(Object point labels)
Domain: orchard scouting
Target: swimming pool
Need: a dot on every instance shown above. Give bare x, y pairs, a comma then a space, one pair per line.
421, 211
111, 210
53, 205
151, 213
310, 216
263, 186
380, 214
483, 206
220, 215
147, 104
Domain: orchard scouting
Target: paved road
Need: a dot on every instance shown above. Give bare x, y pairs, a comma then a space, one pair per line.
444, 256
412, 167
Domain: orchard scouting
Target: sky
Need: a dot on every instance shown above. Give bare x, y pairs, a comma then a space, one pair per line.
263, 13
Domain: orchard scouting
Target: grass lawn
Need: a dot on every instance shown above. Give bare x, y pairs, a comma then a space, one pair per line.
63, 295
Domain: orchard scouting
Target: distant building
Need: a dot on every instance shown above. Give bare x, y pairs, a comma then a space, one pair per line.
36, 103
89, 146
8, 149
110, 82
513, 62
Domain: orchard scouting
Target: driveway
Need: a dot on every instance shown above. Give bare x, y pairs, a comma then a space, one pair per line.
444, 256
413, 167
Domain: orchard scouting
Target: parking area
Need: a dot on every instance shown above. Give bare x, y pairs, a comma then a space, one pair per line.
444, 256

==

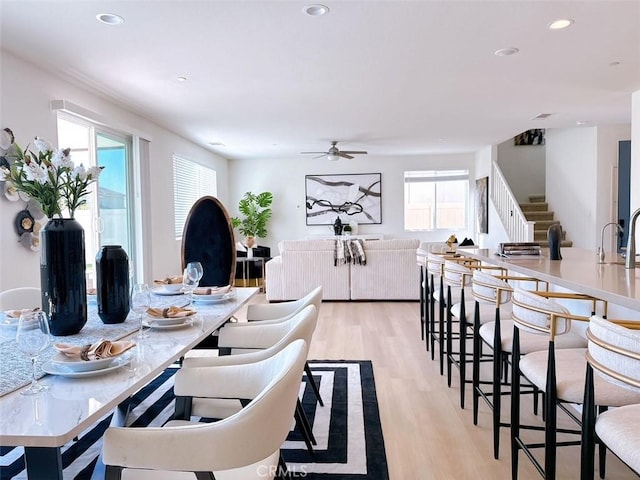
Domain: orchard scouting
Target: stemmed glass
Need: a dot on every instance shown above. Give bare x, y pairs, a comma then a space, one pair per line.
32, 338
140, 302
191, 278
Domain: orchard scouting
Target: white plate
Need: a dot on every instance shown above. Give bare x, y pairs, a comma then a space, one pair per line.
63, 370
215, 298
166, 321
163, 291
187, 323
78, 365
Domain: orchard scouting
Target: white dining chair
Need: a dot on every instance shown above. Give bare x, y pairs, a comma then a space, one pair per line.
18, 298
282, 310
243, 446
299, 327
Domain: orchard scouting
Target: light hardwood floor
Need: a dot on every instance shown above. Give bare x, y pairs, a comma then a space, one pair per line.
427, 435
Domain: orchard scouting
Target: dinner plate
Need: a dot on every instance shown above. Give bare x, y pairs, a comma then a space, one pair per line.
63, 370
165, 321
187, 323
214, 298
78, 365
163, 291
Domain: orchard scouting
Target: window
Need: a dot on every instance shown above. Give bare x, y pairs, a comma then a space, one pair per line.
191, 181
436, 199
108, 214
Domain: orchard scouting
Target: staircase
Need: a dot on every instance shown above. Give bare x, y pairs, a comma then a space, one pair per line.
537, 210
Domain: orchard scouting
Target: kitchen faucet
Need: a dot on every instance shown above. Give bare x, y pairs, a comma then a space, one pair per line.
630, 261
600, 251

--

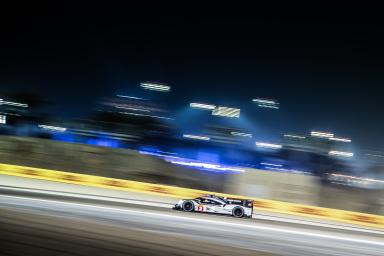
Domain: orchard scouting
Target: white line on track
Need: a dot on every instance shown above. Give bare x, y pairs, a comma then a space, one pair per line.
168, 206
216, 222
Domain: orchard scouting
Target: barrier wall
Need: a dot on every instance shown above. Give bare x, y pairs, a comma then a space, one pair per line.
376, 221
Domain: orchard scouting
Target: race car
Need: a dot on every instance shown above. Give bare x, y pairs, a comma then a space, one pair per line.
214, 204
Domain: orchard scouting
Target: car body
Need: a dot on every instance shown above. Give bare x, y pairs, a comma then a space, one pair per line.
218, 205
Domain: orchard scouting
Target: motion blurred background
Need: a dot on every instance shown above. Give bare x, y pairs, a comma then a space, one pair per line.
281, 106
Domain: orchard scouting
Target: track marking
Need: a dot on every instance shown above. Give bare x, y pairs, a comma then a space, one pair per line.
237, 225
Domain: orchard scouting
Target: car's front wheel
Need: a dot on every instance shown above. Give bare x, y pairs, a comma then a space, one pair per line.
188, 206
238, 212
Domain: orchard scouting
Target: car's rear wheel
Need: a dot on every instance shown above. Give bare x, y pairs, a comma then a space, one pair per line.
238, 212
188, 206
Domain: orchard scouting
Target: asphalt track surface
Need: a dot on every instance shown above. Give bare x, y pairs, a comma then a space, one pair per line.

WRITTEN REQUEST:
Pull out each line in the items above that contains the word "white", and copy every one in full.

RESULT FOR THIS TASK:
Target: white plate
Target: white dining chair
Target: white line on track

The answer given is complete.